> **Supplied data**
_ _ _ _ _

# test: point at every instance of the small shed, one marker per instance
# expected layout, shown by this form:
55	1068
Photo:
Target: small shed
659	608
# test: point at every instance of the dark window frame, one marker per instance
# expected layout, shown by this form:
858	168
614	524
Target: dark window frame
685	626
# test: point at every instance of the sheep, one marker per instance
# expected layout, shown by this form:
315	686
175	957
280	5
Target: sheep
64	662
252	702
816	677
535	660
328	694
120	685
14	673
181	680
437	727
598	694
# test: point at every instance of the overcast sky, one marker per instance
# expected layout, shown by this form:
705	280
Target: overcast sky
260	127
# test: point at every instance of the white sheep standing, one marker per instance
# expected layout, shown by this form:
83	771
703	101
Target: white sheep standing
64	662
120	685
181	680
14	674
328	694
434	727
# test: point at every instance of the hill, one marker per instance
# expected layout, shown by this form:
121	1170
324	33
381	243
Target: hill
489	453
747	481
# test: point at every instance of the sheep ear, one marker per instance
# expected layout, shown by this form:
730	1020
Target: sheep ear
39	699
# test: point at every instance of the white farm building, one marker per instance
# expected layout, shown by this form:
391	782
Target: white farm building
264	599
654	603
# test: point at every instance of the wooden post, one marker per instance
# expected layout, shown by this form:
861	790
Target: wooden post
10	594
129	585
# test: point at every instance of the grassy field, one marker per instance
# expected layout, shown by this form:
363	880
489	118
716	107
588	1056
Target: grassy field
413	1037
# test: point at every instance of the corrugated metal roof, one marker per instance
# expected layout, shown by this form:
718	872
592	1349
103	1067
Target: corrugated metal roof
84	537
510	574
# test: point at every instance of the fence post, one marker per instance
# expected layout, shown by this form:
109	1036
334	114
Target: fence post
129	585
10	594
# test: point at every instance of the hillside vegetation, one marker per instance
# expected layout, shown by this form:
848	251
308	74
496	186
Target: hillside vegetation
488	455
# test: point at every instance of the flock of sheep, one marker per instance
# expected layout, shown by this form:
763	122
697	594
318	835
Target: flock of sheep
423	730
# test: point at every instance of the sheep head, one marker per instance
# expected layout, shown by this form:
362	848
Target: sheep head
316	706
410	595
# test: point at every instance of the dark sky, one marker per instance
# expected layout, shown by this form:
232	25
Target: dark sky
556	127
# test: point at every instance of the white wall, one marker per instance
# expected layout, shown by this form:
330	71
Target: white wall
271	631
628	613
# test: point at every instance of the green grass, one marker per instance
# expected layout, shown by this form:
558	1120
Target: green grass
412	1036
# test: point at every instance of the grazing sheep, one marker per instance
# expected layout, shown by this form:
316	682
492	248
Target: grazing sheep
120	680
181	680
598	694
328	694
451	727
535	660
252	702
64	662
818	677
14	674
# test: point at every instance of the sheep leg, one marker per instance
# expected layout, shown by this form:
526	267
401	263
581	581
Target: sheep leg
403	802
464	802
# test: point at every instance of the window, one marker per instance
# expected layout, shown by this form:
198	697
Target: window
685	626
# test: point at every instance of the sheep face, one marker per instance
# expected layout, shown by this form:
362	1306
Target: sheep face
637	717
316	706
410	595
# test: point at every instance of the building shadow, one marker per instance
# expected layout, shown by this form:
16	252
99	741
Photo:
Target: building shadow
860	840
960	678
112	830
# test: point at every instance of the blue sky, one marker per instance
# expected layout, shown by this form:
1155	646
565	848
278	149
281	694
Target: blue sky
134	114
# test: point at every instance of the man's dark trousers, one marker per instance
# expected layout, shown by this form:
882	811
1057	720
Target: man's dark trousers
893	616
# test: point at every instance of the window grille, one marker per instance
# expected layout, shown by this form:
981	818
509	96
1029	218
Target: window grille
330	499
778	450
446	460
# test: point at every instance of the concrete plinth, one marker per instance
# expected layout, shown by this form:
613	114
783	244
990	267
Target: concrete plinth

_ _ _ _ _

> **Problem description**
Write out every record verbatim.

> **Full solution**
# test: point at every instance of the small shed, one marker per instance
# expected layout, shown by this form:
55	1068
Photo:
Target: small shed
659	608
# test: point at every instance of the dark window frame, one marker per instance
# expected layout, shown by this form:
858	168
614	524
Target: dark window frame
685	626
# test: point at every instance of the sheep, one marker per instance
# expected layout, shown by this form:
315	686
175	957
280	5
Target: sheep
64	662
252	702
816	677
535	660
328	694
120	685
14	673
181	680
437	727
598	694
# test: point at every instance of the overcast sky, one marker per instance
# expected layout, shown by this form:
705	280
Target: overcast sky
260	127
# test: point at every instance of the white sheep standing, one marker per instance
# expected layout, shown by this form:
83	771
703	101
Target: white sheep standing
64	662
120	685
181	680
14	674
328	694
434	727
# test: point at every instance of the hill, one marker per instance
# expected layout, shown by this form:
121	1170
324	33
381	243
Target: hill
489	453
747	481
# test: point at every instance of the sheep ear, one marker per instance
# expected layout, shown by this form:
730	1020
Target: sheep ear
39	699
# test: point at every instance of the white farm building, one marker per instance
# expected layout, shown by this form:
391	782
Target: white farm building
264	599
654	603
# test: point at every instance of the wooden post, one marker per instance
# expected layout, shown by this form:
861	790
Target: wooden post
10	594
129	585
# test: point at every instance of the grassy field, one marker per instance
# expected layout, shown by this form:
363	880
489	118
716	107
588	1056
Target: grassy field
413	1037
# test: point at every instance of the corrugated metal roof, one marker per instance
# expected layout, shown by this form:
718	872
592	1349
103	1067
Target: corrugated metal roof
84	537
510	574
# test: point at every instance of the fence post, one marker per instance
# expected layout, shown by this form:
109	1036
334	114
Target: fence post
129	585
10	594
# test: point at every instance of the hillside vegetation, one marker per instance
# expected layout, shown by this form:
848	251
308	74
496	186
Target: hillside vegetation
488	455
# test: point at every instance of the flock of sheep, one marker per instance
# expected layout, shown by this form:
763	122
697	594
318	835
Target: flock of sheep
423	730
# test: point at every instance of the sheep head, one marker per instance
# expected layout, shown by this form:
362	848
Target: sheep head
316	706
410	595
# test: point at every instance of the dark sky, one marker per instance
# expected layout, shown by this form:
232	25
Target: dark sky
556	127
# test: point at every instance of the white wall, one marker per instance
# expected layout, shown by this form:
330	71
Target: white wall
271	631
628	613
# test: point at every instance of the green grass, one marker per instance
# expected layout, shown by this form:
558	1120
Target: green grass
412	1036
# test: point at every instance of the grazing sheep, one marker per instance
# expected layout, shown by this form:
316	682
492	248
Target: grazing sheep
120	680
181	680
598	694
328	694
451	727
535	660
252	702
64	662
818	677
14	674
# test: point at every instance of the sheep leg, one marker per instance
# expected layout, shown by this form:
526	267
401	263
581	581
Target: sheep leg
403	802
464	802
# test: point at every instance of the window, one marker per instance
# expected layout, shown by this form:
198	697
Target: window
685	626
# test: point at every instance of the sheep face, one marker per instance
# expected layout, shown by this form:
362	1306
Target: sheep face
637	717
316	706
410	595
# test: point at every instance of the building shadow, one marker per instance
# expected layout, shown by this form:
16	252
99	741
Photo:
Target: building shadow
860	840
960	678
112	830
# test: point at every instance of the blue sky, one marker per instance
# expected layout, shown by this form:
1155	646
565	848
278	149
281	694
Target: blue sky
134	114
# test: point at every instance of the man's dark trousers, one marker per instance
# expected layout, shown by this form:
882	811
1057	720
Target: man's dark trousers
893	616
# test: point at every instance of the window grille, one marker per instance
# expected layout, shown by this form:
981	818
509	96
1029	218
Target: window grille
330	499
778	450
446	460
# test: point at every instance of the concrete plinth, one marker per instance
# expected layout, shown by this form:
613	114
783	244
990	267
Target: concrete plinth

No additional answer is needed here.